#### Rows:
________

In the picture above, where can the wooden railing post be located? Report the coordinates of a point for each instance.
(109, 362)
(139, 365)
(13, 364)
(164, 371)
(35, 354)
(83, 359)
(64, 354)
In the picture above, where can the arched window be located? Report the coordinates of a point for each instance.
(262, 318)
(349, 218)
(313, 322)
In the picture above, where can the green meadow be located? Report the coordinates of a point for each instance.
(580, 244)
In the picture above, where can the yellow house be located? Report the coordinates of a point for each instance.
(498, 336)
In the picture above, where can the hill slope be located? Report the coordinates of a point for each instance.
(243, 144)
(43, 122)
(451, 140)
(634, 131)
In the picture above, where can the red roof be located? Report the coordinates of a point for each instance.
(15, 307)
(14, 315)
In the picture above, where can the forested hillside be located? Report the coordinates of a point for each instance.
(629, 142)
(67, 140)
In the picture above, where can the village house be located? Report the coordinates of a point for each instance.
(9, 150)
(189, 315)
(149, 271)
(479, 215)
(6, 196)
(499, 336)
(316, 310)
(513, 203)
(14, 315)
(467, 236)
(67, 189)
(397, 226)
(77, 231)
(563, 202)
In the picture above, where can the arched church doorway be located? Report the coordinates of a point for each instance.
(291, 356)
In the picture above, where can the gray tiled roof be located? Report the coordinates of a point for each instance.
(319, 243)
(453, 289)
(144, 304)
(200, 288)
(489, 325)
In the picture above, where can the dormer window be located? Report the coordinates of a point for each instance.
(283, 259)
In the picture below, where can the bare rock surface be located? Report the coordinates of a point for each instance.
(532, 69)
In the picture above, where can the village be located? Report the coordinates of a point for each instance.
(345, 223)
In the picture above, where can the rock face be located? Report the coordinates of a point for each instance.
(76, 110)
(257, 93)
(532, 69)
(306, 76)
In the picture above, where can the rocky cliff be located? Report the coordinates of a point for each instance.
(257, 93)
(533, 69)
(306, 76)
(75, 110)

________

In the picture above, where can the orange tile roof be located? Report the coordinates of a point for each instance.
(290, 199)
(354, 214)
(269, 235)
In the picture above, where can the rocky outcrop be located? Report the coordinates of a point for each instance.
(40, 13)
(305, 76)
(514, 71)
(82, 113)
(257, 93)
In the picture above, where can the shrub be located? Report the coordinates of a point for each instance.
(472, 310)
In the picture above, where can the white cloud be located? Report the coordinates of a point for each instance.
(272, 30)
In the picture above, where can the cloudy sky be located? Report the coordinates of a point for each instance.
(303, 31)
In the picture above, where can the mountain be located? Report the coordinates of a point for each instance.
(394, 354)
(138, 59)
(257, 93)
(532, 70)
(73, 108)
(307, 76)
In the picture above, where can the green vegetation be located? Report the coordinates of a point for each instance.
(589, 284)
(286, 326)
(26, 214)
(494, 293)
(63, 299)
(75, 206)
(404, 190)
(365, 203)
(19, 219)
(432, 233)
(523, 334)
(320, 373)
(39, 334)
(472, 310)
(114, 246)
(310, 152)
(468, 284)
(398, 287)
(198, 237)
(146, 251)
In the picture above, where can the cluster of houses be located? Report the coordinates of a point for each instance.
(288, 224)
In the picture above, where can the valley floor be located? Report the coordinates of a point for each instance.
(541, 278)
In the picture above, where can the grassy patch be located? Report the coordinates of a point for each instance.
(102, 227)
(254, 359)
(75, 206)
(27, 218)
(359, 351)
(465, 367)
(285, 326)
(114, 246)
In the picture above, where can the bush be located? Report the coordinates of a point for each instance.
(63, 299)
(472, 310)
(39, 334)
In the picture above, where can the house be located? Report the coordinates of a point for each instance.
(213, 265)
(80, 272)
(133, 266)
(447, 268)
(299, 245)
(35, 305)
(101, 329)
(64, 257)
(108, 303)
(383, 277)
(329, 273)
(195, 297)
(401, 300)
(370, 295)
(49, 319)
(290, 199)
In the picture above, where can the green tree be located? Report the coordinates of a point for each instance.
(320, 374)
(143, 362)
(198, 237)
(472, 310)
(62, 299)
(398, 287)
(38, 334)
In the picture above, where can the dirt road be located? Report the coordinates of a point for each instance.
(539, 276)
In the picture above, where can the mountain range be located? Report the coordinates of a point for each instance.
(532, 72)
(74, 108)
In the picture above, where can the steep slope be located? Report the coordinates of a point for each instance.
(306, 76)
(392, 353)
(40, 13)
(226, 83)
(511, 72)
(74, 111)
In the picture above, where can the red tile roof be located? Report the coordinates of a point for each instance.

________

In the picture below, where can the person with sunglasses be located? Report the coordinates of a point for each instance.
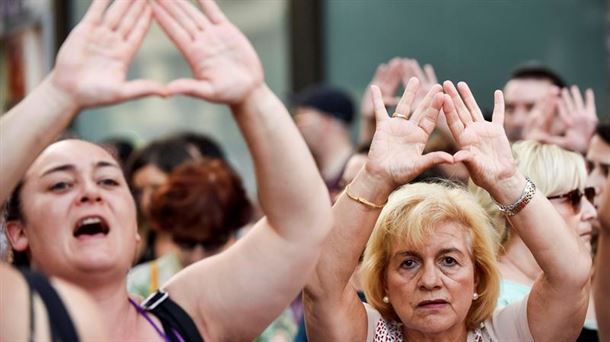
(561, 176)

________

#### Aim of the task:
Return, copied in full, every line of the items above that contains the word "arched".

#### Solved exercise:
In the picture above, where can the arched window be located? Report the coordinates of a point for each instance.
In the picture above, where can the arched church doorway be located? Report the coordinates of a point for each instance.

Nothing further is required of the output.